What you need to do is retype every entry exactly as written.

> [Provided data]
• • • • • • •

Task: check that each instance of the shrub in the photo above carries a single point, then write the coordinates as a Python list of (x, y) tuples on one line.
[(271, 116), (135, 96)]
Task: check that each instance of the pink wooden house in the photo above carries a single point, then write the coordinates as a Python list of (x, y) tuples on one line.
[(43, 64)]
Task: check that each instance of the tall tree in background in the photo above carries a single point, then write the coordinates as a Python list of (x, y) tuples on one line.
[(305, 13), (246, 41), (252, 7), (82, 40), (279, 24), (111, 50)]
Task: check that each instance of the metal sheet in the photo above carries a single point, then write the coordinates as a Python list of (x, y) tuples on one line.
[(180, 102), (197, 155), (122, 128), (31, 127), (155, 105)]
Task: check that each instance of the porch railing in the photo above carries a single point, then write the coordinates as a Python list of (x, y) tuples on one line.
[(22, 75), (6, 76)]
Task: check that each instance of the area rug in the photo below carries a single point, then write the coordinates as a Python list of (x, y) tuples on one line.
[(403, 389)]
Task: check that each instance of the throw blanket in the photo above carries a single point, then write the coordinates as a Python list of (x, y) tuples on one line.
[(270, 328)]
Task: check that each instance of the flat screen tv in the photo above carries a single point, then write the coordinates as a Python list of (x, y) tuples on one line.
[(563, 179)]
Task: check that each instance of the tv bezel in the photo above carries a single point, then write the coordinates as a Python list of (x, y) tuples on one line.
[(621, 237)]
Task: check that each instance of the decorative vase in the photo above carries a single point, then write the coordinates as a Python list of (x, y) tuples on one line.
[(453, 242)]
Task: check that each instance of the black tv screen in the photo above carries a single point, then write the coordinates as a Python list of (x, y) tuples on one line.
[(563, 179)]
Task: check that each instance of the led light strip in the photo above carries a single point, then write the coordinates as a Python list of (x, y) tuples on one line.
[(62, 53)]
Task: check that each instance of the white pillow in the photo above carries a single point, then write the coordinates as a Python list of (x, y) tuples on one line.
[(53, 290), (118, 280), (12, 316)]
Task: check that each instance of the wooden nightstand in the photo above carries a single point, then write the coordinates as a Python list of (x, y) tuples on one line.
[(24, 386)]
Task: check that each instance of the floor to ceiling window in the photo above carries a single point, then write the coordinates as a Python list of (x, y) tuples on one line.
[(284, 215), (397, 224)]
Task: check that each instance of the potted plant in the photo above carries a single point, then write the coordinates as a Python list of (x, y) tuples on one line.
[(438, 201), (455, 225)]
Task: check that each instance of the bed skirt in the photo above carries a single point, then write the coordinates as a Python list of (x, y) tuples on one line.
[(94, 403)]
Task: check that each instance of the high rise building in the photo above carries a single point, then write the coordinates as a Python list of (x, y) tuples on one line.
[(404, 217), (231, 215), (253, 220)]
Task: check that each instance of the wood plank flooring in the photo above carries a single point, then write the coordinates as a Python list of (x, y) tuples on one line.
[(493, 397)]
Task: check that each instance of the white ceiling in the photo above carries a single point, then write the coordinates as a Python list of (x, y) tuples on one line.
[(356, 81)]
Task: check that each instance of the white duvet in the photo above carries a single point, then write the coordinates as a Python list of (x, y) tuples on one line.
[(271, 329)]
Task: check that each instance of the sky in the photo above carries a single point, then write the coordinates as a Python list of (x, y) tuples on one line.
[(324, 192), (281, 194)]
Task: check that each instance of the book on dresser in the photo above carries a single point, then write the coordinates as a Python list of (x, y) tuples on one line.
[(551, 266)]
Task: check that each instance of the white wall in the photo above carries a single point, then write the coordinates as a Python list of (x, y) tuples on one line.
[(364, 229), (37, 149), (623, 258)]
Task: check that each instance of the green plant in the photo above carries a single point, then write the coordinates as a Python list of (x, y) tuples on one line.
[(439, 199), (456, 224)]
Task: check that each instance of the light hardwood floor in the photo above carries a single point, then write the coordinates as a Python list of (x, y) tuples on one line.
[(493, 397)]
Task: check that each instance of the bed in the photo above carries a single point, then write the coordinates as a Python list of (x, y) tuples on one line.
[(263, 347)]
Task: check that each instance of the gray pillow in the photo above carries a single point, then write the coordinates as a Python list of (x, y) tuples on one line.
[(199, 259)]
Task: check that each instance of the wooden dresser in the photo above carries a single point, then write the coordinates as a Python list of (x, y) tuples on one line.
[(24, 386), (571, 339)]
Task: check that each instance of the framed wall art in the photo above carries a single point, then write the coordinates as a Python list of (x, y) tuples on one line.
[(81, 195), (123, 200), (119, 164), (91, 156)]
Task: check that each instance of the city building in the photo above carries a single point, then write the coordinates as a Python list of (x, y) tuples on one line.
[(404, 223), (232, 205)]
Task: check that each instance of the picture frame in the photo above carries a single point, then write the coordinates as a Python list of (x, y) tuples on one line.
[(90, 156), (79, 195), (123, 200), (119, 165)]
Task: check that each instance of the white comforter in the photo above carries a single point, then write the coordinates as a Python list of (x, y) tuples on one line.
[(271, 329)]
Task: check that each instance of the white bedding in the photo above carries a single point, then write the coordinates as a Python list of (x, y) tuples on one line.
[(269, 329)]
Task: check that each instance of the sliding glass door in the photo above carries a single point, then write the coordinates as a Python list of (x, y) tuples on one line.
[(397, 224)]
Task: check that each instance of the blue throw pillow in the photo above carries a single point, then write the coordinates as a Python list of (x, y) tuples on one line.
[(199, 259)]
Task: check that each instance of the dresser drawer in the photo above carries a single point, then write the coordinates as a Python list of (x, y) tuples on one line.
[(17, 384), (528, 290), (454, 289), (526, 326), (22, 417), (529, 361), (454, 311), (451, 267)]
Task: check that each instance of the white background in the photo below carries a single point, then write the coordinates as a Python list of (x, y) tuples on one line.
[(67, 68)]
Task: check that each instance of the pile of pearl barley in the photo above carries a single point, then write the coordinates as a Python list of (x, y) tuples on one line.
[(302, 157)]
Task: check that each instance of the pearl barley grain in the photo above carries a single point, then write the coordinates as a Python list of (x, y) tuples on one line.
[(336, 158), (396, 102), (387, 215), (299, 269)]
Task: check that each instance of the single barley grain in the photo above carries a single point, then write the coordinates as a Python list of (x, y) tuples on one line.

• • • • • • •

> [Result of the task]
Task: check that each instance of the shrub in the photo above carries a single point, then write the coordinates as a Python list of (x, y) tuples on one line.
[(271, 116), (135, 96)]
Task: check that each instance of the pink wooden house in the photo above carries a single point, then write the coordinates as a Python list of (x, y) tuples on one line.
[(43, 64)]
Task: check that each instance of the tall tree in background in the photo above carries a single point, then write the coordinates as a Python list of (x, y) tuples on one line.
[(305, 13), (246, 41), (252, 7), (82, 40), (279, 24), (111, 50)]
Task: check that each instance of the metal sheet in the photo above carries a single point, then write the coordinates as a Python list of (x, y) tuples on one line.
[(180, 102), (197, 155), (122, 128), (31, 127), (155, 105)]
Task: check that each instance of the porch railing in the photo above carries a single point, then write the coordinates as a Python list of (x, y) tuples on one line.
[(22, 75), (6, 76)]
Task: check that each instance of the area rug in the photo below carries a single point, then write the coordinates as a Python list of (x, y) tuples on one line.
[(403, 389)]
Task: check that each instance of the throw blanket in the photo above carries a single point, then write the coordinates as a Python list of (x, y) tuples on one line.
[(270, 328)]
Task: check that each instance of the flat screen tv in the photo above carries a single point, then write the coordinates as a Python list of (x, y) tuples on one line.
[(563, 179)]
Task: check that each instance of the tv bezel in the photo above carries a single point, then write the coordinates as a Python list of (x, y) tuples on one line.
[(621, 237)]
Task: check that each instance of the decorative vase in the photo above carries a single point, then write the coordinates as a Python list of (x, y) tuples on one line.
[(453, 242)]
Task: check that each instance of the black tv screen in the photo above carries a single point, then write the coordinates as a Python list of (x, y) tuples on one line.
[(563, 179)]
Task: check that each instance of the led light strip in the photo above carries a single point, then write the coordinates as a Python list of (x, y) tuples on one line.
[(62, 53)]
Task: check that each instance of the white pillow in the photo above carries a single point, then write the coordinates as a Python list of (x, y) tuples on one line.
[(53, 290), (118, 280), (12, 316)]
Task: check that each instance of the wooden nightstand in the photo above carries a single point, then write the coordinates as a Python list of (x, y) tuples on one line.
[(24, 386)]
Task: check that each instance of the floor to ceiling window in the photo above carries a single point, then write the coordinates as a Python list of (x, y) tuples on one line.
[(284, 215), (397, 224)]
Task: check that each instance of the potted plant in the photo above carries a single point, then write the coordinates as a Python list of (x, y) tuples on one line.
[(438, 201), (455, 225)]
Task: check that each instance of the bed skirt in the photo above carries a single point, then write the coordinates as a Python list of (x, y) tuples on one line.
[(94, 403)]
Task: check that each instance of the high rise building in the photo above carries a single point, then write the coordinates as a Python list of (x, y) tuples on one line.
[(404, 217), (231, 215), (253, 220)]
Task: check that each instance of the wood plank flooring in the photo above carries a single point, then write the coordinates as a Python list of (x, y) tuples on one line.
[(493, 397)]
Task: check that each instance of the white ceiling in the photo above carries a single point, then write the coordinates as a Python list of (x, y) tuples on one line.
[(356, 81)]
Task: check that each instance of the white duvet in the photo above carries a single point, then write the coordinates as a Python list of (x, y) tuples on one line.
[(271, 329)]
Task: check that each instance of the sky in the photo above carries a single point, then write the coordinates as a Python list of (x, y) tuples on one line.
[(324, 192), (281, 194)]
Task: check that each instance of the book on dresser in the photo above carries a single point, then write the coordinates as a Python list of (x, y) tuples on one line.
[(551, 266)]
Task: check that each instance of the white wall in the photo above carries a single point, then write the coordinates as a Python list of (x, y) tuples on one line.
[(364, 229), (37, 149), (623, 258)]
Task: check that each instance of the green plant in the photo above carries a single point, then write the coordinates as a Python list of (x, y) tuples on one line.
[(439, 199), (456, 224)]
Task: check that each instance of the light hardwood floor in the photo above carries a single point, then write the coordinates as a Python list of (x, y) tuples on one line.
[(493, 397)]
Task: check that each instance of the bed in the photo above carries a single point, then write the coordinates as a Python list of (x, y) tuples on one line.
[(263, 347)]
Task: check that each instance of the gray pillow in the photo above carries a single point, then write the coordinates as a Python list of (x, y) tuples on one line.
[(199, 259)]
Task: check that each instance of the wooden dresser in the photo above carries a single point, then write the coordinates as a Python list of (x, y) tuples on one line.
[(24, 386), (571, 339)]
Task: check that each instance of the framed wall art in the photo above carries a single point, then write the coordinates as a Python list of (x, y) tuples on one line.
[(81, 195), (123, 200), (119, 164), (91, 156)]
Task: check that each instance of the city building in the photo above carries a single point, then write the coordinates as a Python list of (x, y) tuples on one line.
[(404, 223), (232, 205)]
Task: check that each instance of the picture frame in the photo above carries a single point, then write the coordinates as a Python list of (x, y) tuples on one line.
[(90, 156), (79, 195), (123, 200), (119, 165)]
Task: check that each instance of the white comforter in the photo above carries a single point, then write the coordinates as a Python list of (x, y) tuples on one line.
[(271, 329)]
Task: check that each instance of the white bedding in the photo above carries a single point, then write the coordinates as a Python list of (x, y) tuples on one line.
[(269, 329)]
Task: check that each instance of the sliding glass door in the photo above carries a single point, then write the coordinates as a Python list of (x, y) tuples on one line.
[(397, 224)]
Task: check that each instance of the blue throw pillow in the photo above carries a single point, then write the coordinates as a Python list of (x, y) tuples on one line.
[(199, 259)]
Task: check that each instance of the dresser drawer in the photo above carries a single point, then write the coordinates as a Python list of (x, y) tuples on one line.
[(17, 384), (528, 290), (454, 289), (526, 326), (22, 417), (529, 361), (454, 311), (451, 267)]
Task: check that each instance of the white background in the photo below carries a single point, then write the coordinates as a Python list of (x, y) tuples on one line.
[(67, 68)]
Task: check that each instance of the pile of pearl barley in the photo above carries a single point, then write the coordinates as a Python list of (x, y) tuples on one line.
[(302, 157)]
Task: check that each instance of the pearl barley grain in the photo above carries a single point, then write the coordinates as a Python list of (x, y) tuples on one line.
[(336, 158), (396, 102), (387, 215), (299, 269)]
Task: check that each instance of the single barley grain in the photo above carries a single point, then write the coordinates as a Python list of (x, y) tuples on one line.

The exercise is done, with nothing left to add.